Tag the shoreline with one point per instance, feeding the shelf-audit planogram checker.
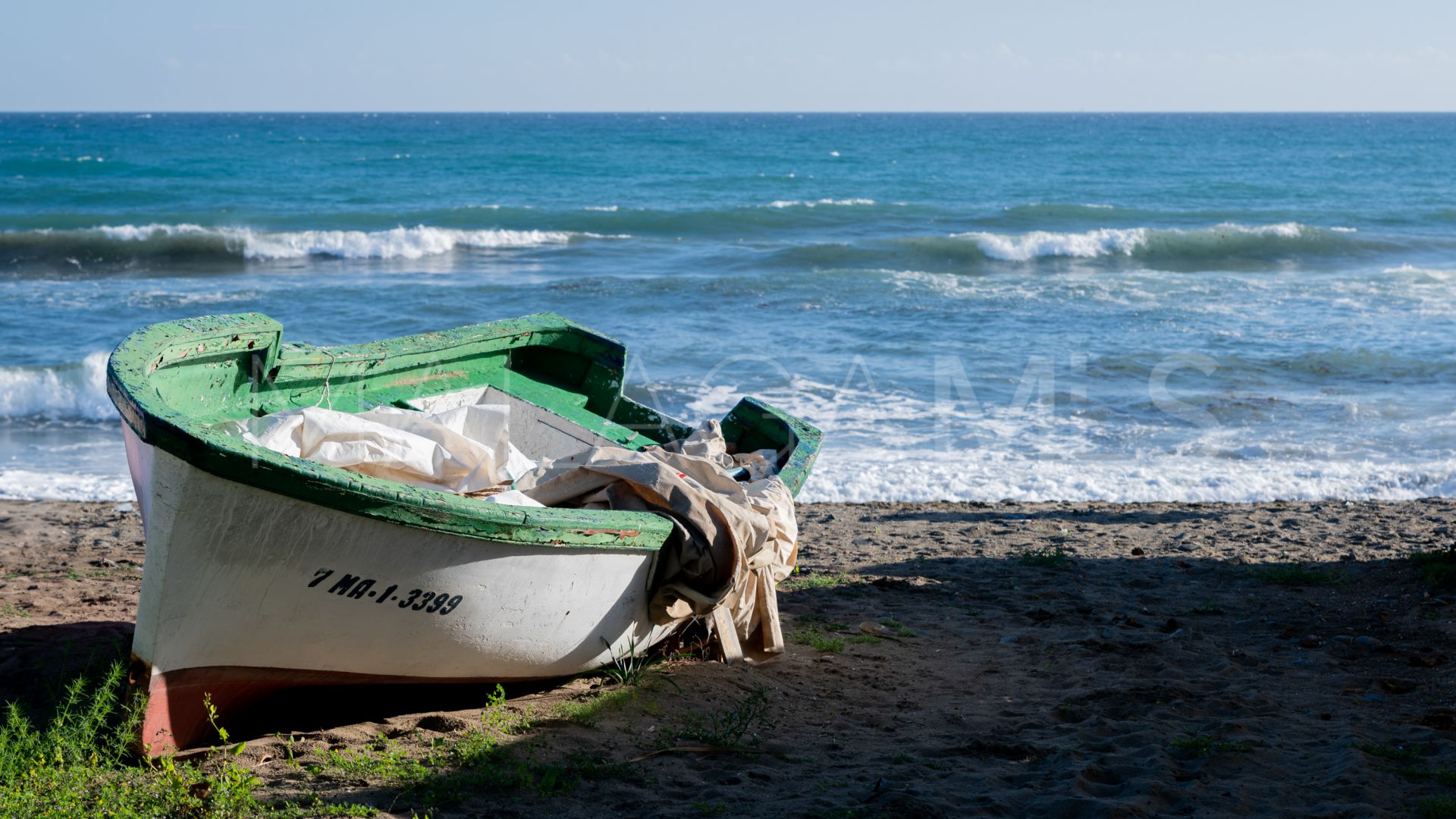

* * *

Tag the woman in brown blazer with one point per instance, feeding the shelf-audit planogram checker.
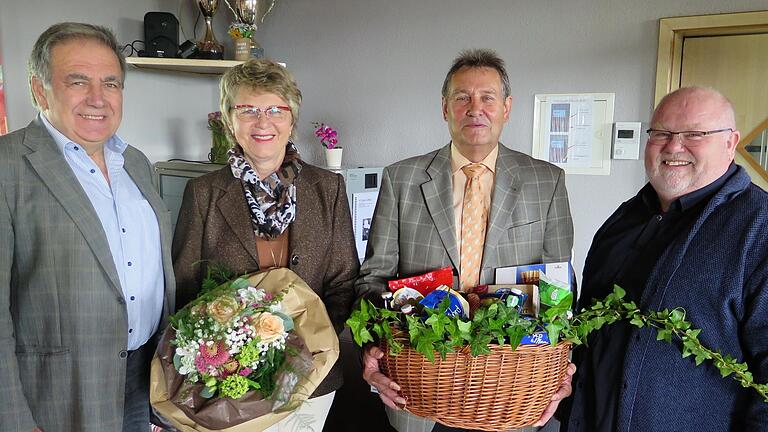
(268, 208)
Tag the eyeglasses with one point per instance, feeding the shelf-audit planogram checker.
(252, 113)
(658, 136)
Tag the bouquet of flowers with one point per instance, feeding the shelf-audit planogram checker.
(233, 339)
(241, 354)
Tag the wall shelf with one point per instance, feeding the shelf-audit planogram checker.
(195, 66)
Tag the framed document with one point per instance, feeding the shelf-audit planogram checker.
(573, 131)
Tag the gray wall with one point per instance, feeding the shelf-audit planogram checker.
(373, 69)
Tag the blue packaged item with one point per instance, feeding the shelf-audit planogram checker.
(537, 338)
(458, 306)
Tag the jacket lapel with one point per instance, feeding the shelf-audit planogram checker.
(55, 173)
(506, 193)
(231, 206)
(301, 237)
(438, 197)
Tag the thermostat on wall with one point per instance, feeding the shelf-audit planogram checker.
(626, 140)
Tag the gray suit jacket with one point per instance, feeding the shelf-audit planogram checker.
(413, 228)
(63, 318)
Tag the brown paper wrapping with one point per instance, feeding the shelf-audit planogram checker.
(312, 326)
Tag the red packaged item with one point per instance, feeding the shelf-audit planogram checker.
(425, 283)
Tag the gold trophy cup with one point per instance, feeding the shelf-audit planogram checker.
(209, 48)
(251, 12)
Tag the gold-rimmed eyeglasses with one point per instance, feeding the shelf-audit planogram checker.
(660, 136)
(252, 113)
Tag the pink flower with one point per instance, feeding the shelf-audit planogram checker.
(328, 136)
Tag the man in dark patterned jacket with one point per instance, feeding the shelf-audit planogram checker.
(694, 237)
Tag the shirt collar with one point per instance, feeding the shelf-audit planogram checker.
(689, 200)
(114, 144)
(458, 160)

▶ **Challenge**
Gather every line of the material above that contains the word "brown", and copy each of those lines in full.

▶ **Complete response**
Tag the woman in brown blazer with one point per instance, feeding the shelf-audit planogram checker.
Tag the brown paper wrapping with one point per instance, feeding the shelf-audit planogram checker.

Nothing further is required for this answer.